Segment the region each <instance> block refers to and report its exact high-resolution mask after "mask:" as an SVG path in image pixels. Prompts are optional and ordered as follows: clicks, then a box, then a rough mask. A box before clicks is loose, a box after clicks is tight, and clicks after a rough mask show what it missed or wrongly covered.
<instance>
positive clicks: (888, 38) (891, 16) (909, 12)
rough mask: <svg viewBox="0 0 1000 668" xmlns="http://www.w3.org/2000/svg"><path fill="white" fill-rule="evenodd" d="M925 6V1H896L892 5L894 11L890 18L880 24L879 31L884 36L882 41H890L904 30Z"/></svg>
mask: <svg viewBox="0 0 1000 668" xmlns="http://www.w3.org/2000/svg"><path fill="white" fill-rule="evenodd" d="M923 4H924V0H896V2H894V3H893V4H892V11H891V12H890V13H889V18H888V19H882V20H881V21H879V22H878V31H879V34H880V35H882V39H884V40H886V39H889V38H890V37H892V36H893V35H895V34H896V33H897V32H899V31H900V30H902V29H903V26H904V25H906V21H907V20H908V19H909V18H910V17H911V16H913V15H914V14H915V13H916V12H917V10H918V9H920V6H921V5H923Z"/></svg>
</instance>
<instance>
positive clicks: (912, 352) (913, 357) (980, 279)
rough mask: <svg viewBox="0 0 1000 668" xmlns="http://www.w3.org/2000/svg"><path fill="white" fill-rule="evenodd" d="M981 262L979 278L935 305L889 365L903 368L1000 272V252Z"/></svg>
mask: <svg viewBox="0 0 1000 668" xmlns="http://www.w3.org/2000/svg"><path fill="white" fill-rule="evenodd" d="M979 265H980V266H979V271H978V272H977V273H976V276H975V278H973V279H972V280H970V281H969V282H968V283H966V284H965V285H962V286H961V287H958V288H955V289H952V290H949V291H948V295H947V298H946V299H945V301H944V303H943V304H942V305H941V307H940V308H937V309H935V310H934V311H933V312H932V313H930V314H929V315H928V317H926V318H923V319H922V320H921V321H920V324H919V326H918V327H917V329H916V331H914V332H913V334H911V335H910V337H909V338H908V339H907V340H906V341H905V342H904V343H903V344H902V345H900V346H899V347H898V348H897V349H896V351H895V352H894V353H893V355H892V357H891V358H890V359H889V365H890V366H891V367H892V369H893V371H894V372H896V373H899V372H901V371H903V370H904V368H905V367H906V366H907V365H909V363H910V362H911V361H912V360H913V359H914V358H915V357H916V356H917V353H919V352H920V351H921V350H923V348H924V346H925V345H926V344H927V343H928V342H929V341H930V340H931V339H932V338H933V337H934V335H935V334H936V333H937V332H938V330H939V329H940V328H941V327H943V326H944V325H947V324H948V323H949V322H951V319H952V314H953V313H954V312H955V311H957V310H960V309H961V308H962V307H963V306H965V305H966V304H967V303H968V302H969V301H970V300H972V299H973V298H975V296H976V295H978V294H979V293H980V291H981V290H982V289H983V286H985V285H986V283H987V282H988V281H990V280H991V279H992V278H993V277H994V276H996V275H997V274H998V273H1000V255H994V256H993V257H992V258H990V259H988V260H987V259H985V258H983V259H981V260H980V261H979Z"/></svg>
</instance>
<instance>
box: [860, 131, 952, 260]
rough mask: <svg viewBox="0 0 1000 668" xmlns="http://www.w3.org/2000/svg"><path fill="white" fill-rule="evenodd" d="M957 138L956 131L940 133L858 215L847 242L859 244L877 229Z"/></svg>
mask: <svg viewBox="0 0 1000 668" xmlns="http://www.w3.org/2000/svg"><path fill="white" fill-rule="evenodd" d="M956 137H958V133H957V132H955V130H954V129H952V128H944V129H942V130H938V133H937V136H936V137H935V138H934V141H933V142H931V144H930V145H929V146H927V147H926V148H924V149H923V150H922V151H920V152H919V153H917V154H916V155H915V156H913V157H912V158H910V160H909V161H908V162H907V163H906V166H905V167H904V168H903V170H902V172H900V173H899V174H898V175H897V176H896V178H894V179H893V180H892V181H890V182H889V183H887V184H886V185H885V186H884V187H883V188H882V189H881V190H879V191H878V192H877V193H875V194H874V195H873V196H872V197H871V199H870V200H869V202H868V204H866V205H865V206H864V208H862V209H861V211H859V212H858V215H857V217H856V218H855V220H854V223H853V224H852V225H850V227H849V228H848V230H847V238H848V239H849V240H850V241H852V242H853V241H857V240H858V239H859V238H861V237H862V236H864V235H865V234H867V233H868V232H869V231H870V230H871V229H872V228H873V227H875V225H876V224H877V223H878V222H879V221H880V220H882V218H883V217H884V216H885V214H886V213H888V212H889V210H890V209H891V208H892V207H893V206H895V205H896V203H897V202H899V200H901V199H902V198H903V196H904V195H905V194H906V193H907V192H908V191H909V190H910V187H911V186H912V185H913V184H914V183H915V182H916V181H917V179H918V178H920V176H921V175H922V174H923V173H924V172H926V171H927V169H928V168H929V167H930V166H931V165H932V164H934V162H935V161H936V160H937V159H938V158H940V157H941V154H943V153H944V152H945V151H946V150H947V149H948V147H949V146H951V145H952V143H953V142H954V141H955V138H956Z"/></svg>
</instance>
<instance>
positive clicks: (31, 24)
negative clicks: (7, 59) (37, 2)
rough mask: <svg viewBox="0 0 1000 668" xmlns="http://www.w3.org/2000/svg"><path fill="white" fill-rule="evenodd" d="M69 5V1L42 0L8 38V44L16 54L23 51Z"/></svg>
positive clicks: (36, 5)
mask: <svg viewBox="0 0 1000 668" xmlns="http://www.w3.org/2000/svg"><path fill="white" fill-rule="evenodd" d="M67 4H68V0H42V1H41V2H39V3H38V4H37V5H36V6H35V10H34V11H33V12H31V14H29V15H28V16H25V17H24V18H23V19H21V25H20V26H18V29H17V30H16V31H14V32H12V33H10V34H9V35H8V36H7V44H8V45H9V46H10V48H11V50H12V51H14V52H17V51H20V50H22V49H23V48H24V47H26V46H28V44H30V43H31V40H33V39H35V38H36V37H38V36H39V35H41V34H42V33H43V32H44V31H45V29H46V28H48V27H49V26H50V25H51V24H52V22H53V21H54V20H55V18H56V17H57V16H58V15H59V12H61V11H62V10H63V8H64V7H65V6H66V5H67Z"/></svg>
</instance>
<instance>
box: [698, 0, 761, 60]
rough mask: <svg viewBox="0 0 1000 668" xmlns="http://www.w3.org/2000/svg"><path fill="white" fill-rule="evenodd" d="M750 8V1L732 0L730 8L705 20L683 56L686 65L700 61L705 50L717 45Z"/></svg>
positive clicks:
+++
[WHAT YOU HAVE TO DO]
Could you reproduce all of the records above line for line, without changing a single character?

[RESULT]
Segment the region each <instance> block refers to and report its exact high-resolution mask after "mask:" as an SVG path in image pixels. Prompts are optional and ordered as follows: clicks, then a box, then a rough mask. A box before clicks is loose, a box after clicks is tight, and clicks after a rough mask show what it missed or wrongly covered.
<instance>
positive clicks: (888, 38) (891, 16) (909, 12)
rough mask: <svg viewBox="0 0 1000 668" xmlns="http://www.w3.org/2000/svg"><path fill="white" fill-rule="evenodd" d="M925 6V1H896L892 5L894 11L890 18L880 24L879 31L884 36L882 41H890L904 30Z"/></svg>
mask: <svg viewBox="0 0 1000 668" xmlns="http://www.w3.org/2000/svg"><path fill="white" fill-rule="evenodd" d="M923 4H924V0H896V2H894V3H893V4H892V11H891V12H890V13H889V18H888V19H882V20H881V21H879V22H878V31H879V34H880V35H882V39H884V40H886V39H889V38H890V37H892V36H893V35H895V34H896V33H897V32H899V31H900V30H902V29H903V26H904V25H906V21H907V20H908V19H909V18H910V17H911V16H913V15H914V14H915V13H916V12H917V10H918V9H920V6H921V5H923Z"/></svg>
</instance>
<instance>
positive clicks: (912, 352) (913, 357) (980, 279)
rough mask: <svg viewBox="0 0 1000 668" xmlns="http://www.w3.org/2000/svg"><path fill="white" fill-rule="evenodd" d="M981 262L979 278L935 305L889 365L903 368L1000 272V252Z"/></svg>
mask: <svg viewBox="0 0 1000 668" xmlns="http://www.w3.org/2000/svg"><path fill="white" fill-rule="evenodd" d="M979 265H980V266H979V271H978V272H977V273H976V276H975V278H973V279H972V280H970V281H969V282H968V283H966V284H965V285H962V286H961V287H958V288H955V289H952V290H949V291H948V295H947V298H946V299H945V301H944V303H943V304H942V305H941V307H940V308H937V309H935V310H934V311H933V312H932V313H930V314H929V315H928V317H926V318H923V319H922V320H921V321H920V324H919V326H918V327H917V329H916V331H914V332H913V334H911V335H910V337H909V338H908V339H907V340H906V341H905V342H904V343H903V344H902V345H900V346H899V347H898V348H897V349H896V351H895V352H894V353H893V355H892V357H891V358H890V359H889V365H890V366H891V367H892V369H893V371H894V372H896V373H899V372H901V371H903V370H904V368H905V367H906V366H907V365H909V363H910V362H911V361H912V360H913V359H914V358H915V357H916V356H917V353H919V352H920V351H921V350H923V348H924V346H925V345H926V344H927V343H928V342H929V341H930V340H931V339H932V338H933V337H934V335H935V334H936V333H937V332H938V330H939V329H940V328H941V327H943V326H944V325H947V324H948V323H949V322H951V319H952V314H953V313H954V312H955V311H957V310H960V309H961V308H962V307H963V306H965V305H966V304H967V303H968V302H969V301H970V300H972V299H973V298H975V296H976V295H978V294H979V293H980V291H981V290H982V289H983V286H985V285H986V283H987V282H988V281H990V280H991V279H992V278H993V277H994V276H996V275H997V274H998V273H1000V255H994V256H993V257H992V258H990V259H988V260H987V259H985V258H983V259H981V260H980V261H979Z"/></svg>
</instance>
<instance>
box: [860, 131, 952, 260]
rough mask: <svg viewBox="0 0 1000 668" xmlns="http://www.w3.org/2000/svg"><path fill="white" fill-rule="evenodd" d="M957 138L956 131L940 133L858 215L847 242L859 244L877 229Z"/></svg>
mask: <svg viewBox="0 0 1000 668" xmlns="http://www.w3.org/2000/svg"><path fill="white" fill-rule="evenodd" d="M956 137H958V133H957V132H955V130H954V129H952V128H944V129H942V130H938V133H937V136H936V137H935V138H934V141H933V142H931V144H930V145H929V146H927V147H926V148H924V149H923V150H922V151H920V152H919V153H917V154H916V155H915V156H913V157H912V158H910V160H909V161H908V162H907V163H906V166H905V167H904V168H903V170H902V172H900V173H899V174H898V175H897V176H896V178H894V179H893V180H892V181H890V182H889V183H887V184H886V185H885V186H884V187H883V188H882V189H881V190H879V191H878V192H877V193H875V194H874V195H873V196H872V197H871V199H870V200H869V202H868V204H866V205H865V206H864V208H862V209H861V211H859V212H858V215H857V217H856V218H855V220H854V223H853V224H852V225H850V227H849V228H848V230H847V238H848V239H849V240H850V241H852V242H853V241H857V240H858V239H859V238H861V237H862V236H864V235H865V234H867V233H868V232H869V231H870V230H871V229H872V228H873V227H875V225H876V224H877V223H878V222H879V221H880V220H882V218H883V217H884V216H885V214H886V213H888V212H889V210H890V209H891V208H892V207H893V206H895V205H896V203H897V202H899V200H901V199H902V198H903V196H904V195H905V194H906V193H907V192H908V191H909V190H910V187H911V186H912V185H913V184H914V183H915V182H916V181H917V179H918V178H920V176H921V175H922V174H923V173H924V172H926V171H927V169H928V168H929V167H930V166H931V165H932V164H934V162H935V161H936V160H937V159H938V158H940V157H941V154H943V153H944V152H945V151H946V150H947V149H948V147H949V146H951V145H952V143H953V142H954V141H955V138H956Z"/></svg>
</instance>
<instance>
positive clicks: (31, 24)
negative clicks: (7, 59) (37, 2)
rough mask: <svg viewBox="0 0 1000 668" xmlns="http://www.w3.org/2000/svg"><path fill="white" fill-rule="evenodd" d="M69 5V1L42 0L8 38V44L16 54L23 51Z"/></svg>
positive clicks: (36, 5)
mask: <svg viewBox="0 0 1000 668" xmlns="http://www.w3.org/2000/svg"><path fill="white" fill-rule="evenodd" d="M67 4H68V0H42V1H41V2H39V3H38V4H37V5H36V6H35V10H34V11H33V12H31V14H29V15H28V16H25V17H24V18H23V19H21V25H20V26H18V29H17V30H16V31H14V32H12V33H10V34H9V35H8V36H7V44H8V45H9V46H10V48H11V50H12V51H14V52H17V51H20V50H22V49H23V48H24V47H26V46H28V44H30V43H31V40H33V39H35V38H36V37H38V36H39V35H41V34H42V33H43V32H44V31H45V29H46V28H48V27H49V26H50V25H51V24H52V22H53V21H54V20H55V18H56V17H57V16H58V15H59V12H61V11H62V10H63V8H64V7H65V6H66V5H67Z"/></svg>
</instance>
<instance>
box: [698, 0, 761, 60]
rough mask: <svg viewBox="0 0 1000 668" xmlns="http://www.w3.org/2000/svg"><path fill="white" fill-rule="evenodd" d="M750 8V1L732 0L730 8L705 20L683 56L686 65L700 61L705 50L717 45Z"/></svg>
positive clicks:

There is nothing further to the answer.